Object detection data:
....................
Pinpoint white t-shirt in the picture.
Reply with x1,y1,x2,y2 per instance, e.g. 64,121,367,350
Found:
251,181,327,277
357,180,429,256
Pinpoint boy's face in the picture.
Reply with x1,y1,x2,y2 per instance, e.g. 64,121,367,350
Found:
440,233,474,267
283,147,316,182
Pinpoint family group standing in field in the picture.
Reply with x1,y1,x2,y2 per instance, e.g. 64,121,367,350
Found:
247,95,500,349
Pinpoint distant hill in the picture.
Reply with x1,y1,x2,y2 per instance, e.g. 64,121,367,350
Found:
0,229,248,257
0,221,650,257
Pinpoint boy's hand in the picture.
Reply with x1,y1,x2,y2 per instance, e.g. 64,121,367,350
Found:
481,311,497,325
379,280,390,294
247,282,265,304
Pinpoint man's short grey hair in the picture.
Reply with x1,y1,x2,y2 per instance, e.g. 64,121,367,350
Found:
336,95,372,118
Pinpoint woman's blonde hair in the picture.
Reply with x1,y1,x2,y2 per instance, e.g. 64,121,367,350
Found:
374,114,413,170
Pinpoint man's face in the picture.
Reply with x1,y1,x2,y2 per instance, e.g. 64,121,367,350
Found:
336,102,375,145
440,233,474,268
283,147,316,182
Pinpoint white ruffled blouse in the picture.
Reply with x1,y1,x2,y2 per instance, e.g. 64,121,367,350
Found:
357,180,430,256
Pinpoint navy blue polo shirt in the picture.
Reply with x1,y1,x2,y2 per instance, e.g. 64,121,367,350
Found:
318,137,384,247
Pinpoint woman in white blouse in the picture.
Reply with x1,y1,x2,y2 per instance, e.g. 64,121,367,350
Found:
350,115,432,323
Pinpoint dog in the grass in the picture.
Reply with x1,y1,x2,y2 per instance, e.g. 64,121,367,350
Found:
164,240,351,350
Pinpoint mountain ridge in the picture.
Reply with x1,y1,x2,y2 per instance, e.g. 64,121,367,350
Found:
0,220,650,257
....................
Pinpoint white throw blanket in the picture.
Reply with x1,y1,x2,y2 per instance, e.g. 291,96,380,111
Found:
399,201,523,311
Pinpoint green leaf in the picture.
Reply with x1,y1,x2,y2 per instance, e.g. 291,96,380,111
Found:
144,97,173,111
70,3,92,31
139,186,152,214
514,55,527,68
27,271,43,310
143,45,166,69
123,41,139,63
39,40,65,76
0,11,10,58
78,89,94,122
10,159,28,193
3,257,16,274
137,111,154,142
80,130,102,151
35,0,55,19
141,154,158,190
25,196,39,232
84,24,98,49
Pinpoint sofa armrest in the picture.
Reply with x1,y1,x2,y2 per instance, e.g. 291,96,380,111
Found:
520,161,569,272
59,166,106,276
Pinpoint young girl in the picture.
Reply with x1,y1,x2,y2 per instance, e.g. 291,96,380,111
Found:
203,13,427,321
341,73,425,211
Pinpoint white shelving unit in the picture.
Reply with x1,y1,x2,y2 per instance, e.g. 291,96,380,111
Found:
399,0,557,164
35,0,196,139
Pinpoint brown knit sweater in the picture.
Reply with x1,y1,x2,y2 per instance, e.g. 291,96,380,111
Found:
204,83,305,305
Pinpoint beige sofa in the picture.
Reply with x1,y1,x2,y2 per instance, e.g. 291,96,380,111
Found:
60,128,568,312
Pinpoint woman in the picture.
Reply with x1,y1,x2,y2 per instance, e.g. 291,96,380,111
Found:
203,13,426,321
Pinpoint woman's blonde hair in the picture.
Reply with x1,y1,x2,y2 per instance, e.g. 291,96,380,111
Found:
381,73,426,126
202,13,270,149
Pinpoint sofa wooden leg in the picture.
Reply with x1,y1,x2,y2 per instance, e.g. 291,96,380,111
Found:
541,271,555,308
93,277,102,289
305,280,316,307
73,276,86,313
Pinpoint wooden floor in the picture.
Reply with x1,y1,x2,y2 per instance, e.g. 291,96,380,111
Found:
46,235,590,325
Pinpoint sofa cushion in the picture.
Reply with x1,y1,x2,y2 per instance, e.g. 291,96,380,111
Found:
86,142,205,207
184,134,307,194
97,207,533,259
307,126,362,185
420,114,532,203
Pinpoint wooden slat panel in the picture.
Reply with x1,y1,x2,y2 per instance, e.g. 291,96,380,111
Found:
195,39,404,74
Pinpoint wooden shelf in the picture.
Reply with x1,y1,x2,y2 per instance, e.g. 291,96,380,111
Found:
....................
GOAL: Arrange the lines of the material above from the line with "Pinpoint boy's face in the picture." to the line with "357,180,430,256" as a numbered list, both ends included and blank lines left out.

TASK RESPONSE:
1. Pinpoint boy's face in the picture.
2. Reply with x1,y1,x2,y2 per instance, e.g. 64,121,367,350
3. Found:
4. 440,233,474,267
5. 283,147,316,182
6. Pinpoint family group standing in field in the picture.
7. Reply with x1,y1,x2,y2 per instance, e.g. 64,121,367,350
8. Found:
9. 247,95,500,349
10. Pinpoint distant hill in the picture.
11. Reply with x1,y1,x2,y2 per instance, e.g. 64,121,367,350
12. Found:
13. 0,229,248,257
14. 0,221,650,257
15. Pinpoint boy's hand in the picture.
16. Reply with x1,y1,x2,y2 per instance, e.g. 64,121,367,350
17. Found:
18. 481,311,497,325
19. 379,280,390,294
20. 247,282,265,304
21. Pinpoint man's short grey hair in the picture.
22. Reply with x1,y1,x2,y2 per instance, e.g. 64,121,367,350
23. Found:
24. 336,95,372,118
25. Pinpoint woman's blonde hair in the picture.
26. Reply with x1,y1,x2,y2 per instance, e.g. 64,121,367,350
27. Found:
28. 374,114,413,170
29. Pinpoint man's face in the picture.
30. Reply with x1,y1,x2,y2 per instance, e.g. 64,121,367,350
31. Found:
32. 336,102,375,145
33. 440,233,474,268
34. 283,147,316,182
35. Pinpoint white ruffled blouse in the picture.
36. Reply with x1,y1,x2,y2 per instance, e.g. 64,121,367,350
37. Found:
38. 357,180,430,256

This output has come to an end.